For those who may also want to test, the process here is:

  1. Assuming you’re using apt to install - you want to change your sources.list to include unstable. In my case that’s in /etc/apt/sources.list.d/openhab.list, and the line looks like:
deb [signed-by=/usr/share/keyrings/openhab.gpg] https://openhab.jfrog.io/artifactory/openhab-linuxpkg unstable main
  1. Upgrade, which should give you the snapshot version

  2. Go to the openhab console: ssh -p 8101 openhab@localhost
    (password is habopen)

  3. Turn on trace logging for the binding

log:set TRACE org.openhab.binding.shelly
  1. Upgrade the binding to the version provided by Markus above
[openhab> bundle:list |grep Shelly
280 x Active x  80 x 4.1.0.202310211629     x openHAB Add-ons :: Bundles :: Shelly Binding Gen1+2
[openhab> bundle:update 280 https://github.com/markus7017/myfiles/blob/master/shelly/org.openhab.binding.shelly-4.1.0-SNAPSHOToom.jar?raw=true
  1. I always restart my openhab so I can start clean. sudo service openhab restart

  2. Then you need to get the process id of your openhab instance

ps -ef |grep openhab
  1. Use the process id to get a count of the threads that refer to “WebSocket”

Data provided

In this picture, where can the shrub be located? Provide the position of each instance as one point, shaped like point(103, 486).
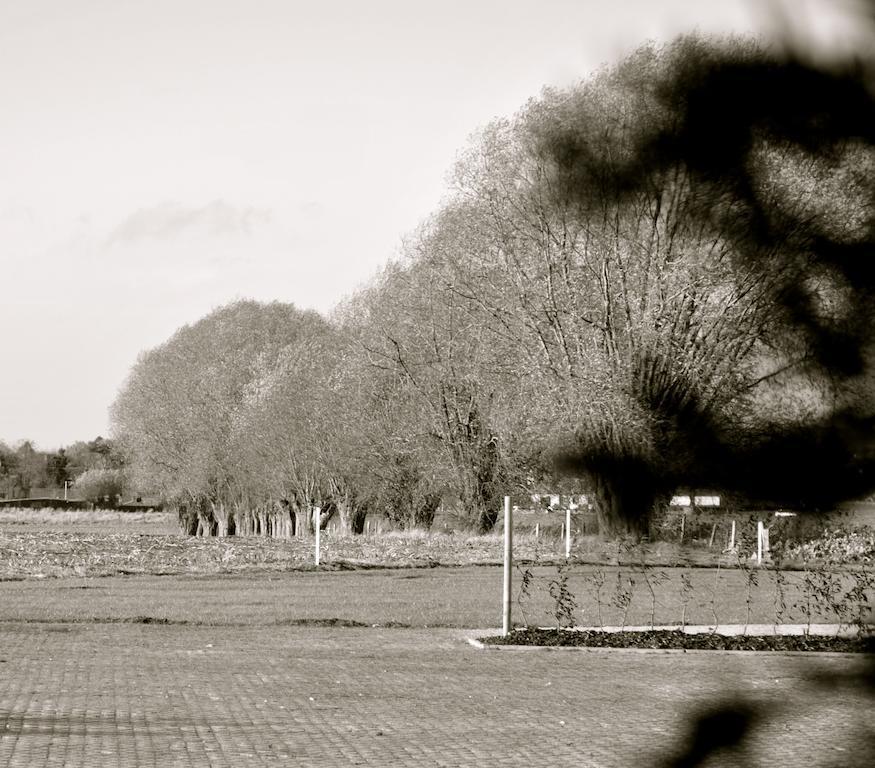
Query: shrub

Tasks to perform
(a) In the openHAB testing steps, what password does the openhab console use?
(b) Restate the part of the openHAB testing steps starting with "1. Assuming you’re" and going on through "(password is habopen)", swapping "unstable" for "testing".
(c) Summarize the openHAB testing steps in two sentences.

Answers below
(a) habopen

(b)
1. Assuming you’re using apt to install - you want to change your sources.list to include testing. In my case that’s in /etc/apt/sources.list.d/openhab.list, and the line looks like:
deb [signed-by=/usr/share/keyrings/openhab.gpg] https://openhab.jfrog.io/artifactory/openhab-linuxpkg testing main
  1. Upgrade, which should give you the snapshot version

  2. Go to the openhab console: ssh -p 8101 openhab@localhost
    (password is habopen)

(c) To test, change the apt sources list to include the unstable openHAB repository, upgrade to get the snapshot version, open the openHAB console and turn on trace logging for the Shelly binding. Then update the binding to the version Markus provided, restart openHAB for a clean start, find the openHAB process id, and use it to count the threads that refer to "WebSocket."